_INSTRUCTIONS TO FOLLOW:_ Reproduce the records below exactly as shown.

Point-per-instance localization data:
■ ■ ■ ■

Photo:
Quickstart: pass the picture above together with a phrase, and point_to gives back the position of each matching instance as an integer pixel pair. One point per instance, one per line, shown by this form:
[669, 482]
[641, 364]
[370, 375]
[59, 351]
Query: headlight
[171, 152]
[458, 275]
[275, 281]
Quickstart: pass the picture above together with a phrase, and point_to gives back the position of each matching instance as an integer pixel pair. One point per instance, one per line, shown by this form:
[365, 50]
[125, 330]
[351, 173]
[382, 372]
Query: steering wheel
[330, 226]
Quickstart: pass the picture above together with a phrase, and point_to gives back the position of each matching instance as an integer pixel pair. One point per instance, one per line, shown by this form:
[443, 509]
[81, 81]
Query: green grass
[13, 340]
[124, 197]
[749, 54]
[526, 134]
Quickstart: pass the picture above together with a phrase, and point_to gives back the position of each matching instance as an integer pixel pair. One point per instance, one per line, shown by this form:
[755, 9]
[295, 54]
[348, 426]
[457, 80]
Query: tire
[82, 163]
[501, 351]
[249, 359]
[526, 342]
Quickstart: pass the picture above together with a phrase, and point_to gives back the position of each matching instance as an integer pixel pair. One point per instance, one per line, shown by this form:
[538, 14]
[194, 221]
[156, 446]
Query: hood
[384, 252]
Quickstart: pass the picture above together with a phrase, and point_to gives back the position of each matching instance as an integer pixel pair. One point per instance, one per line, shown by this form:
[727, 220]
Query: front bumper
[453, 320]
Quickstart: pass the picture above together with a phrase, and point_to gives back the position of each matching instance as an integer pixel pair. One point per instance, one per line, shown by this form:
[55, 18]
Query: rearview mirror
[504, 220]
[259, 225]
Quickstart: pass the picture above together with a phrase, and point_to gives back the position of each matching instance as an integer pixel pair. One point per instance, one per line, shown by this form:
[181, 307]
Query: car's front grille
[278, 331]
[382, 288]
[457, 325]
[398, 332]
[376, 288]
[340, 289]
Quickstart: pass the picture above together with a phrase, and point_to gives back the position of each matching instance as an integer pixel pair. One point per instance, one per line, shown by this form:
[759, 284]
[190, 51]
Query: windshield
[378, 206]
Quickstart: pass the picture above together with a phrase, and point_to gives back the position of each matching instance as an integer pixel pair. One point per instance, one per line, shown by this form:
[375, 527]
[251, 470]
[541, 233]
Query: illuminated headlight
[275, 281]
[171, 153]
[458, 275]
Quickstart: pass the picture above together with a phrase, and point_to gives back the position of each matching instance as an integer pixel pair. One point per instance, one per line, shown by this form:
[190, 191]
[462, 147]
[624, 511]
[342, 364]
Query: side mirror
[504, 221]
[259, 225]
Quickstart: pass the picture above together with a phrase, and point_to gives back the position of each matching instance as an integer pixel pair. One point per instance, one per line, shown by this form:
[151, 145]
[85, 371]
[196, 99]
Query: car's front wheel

■ ■ ■ ■

_RESPONSE BELOW:_
Photo:
Quickstart: pass the picture above together with a phrase, and point_to gives back the position of each matching instance as an integer pixel pair. One point per instance, one per line, shown by this form:
[669, 482]
[641, 364]
[370, 375]
[59, 351]
Query: headlight
[171, 152]
[458, 275]
[275, 281]
Quickstart: pass the picture above together with a phrase, and point_to gives back the position of each matching instance as an integer pixel pair. One point per instance, one per line, shown by this form:
[365, 50]
[125, 330]
[351, 173]
[382, 372]
Query: steering wheel
[330, 226]
Quickstart: pass the picture above together with a phrase, and point_to gives back the position of each matching instance as an integer pixel pair. One point per instance, one per line, shown by this form:
[443, 509]
[81, 81]
Query: green grass
[13, 340]
[124, 197]
[749, 54]
[526, 134]
Quickstart: pass the picture above together with a phrase, and point_to gives back the position of each matching instance as an integer pixel pair. One point per instance, one per line, shown by this form:
[755, 9]
[295, 54]
[348, 426]
[457, 80]
Query: tire
[82, 163]
[501, 351]
[249, 359]
[526, 342]
Quickstart: pass the picture above together with a phrase, and point_to gives back the position of each matching instance as an integer pixel pair. One point per instance, one per line, shown by this form:
[538, 14]
[194, 221]
[156, 446]
Query: hood
[384, 252]
Quickstart: pass the picture above together with a phrase, and point_to gives back the position of each matching instance as an integer pixel pair. One point per instance, one per line, shown by this form:
[727, 220]
Query: front bumper
[453, 320]
Quickstart: pass the picture above together with a phrase, and point_to gives back the position of each matching instance as an integer pixel pair. One point per instance, one per line, shown by this form:
[55, 18]
Query: rearview mirror
[504, 220]
[259, 225]
Quickstart: pass the picture above together with a phrase, and point_to gives back the position of each matching instance as an integer pixel pair. One point per instance, one per line, shown by this form:
[181, 307]
Query: car's front grille
[278, 331]
[382, 288]
[457, 325]
[398, 332]
[376, 288]
[340, 289]
Quickstart: pass the picture above together with a phrase, and point_to gives back the position of each matching instance as an integer pixel pair. One point per instance, one per line, shown by this form:
[759, 284]
[190, 51]
Query: windshield
[378, 206]
Quickstart: pass the picture above together with a phrase, and point_to gives back the position of each matching instance as an integer pixel pair. One point per instance, one per line, shown by this form:
[375, 527]
[251, 470]
[541, 233]
Query: illuminated headlight
[275, 281]
[171, 153]
[458, 275]
Quickstart: pass the picture above together with a phrase, and point_to gives back the position of each matching instance as an integer pixel pair. One point per instance, one per line, shown by this form:
[190, 191]
[462, 147]
[624, 511]
[342, 364]
Query: side mirror
[504, 221]
[259, 225]
Quickstart: pass the picture above together with a phrase, and point_to gives back the position of each matching instance as an integer pixel pair. One point per instance, one per line, shown by this form:
[151, 145]
[85, 371]
[196, 99]
Query: car's front wheel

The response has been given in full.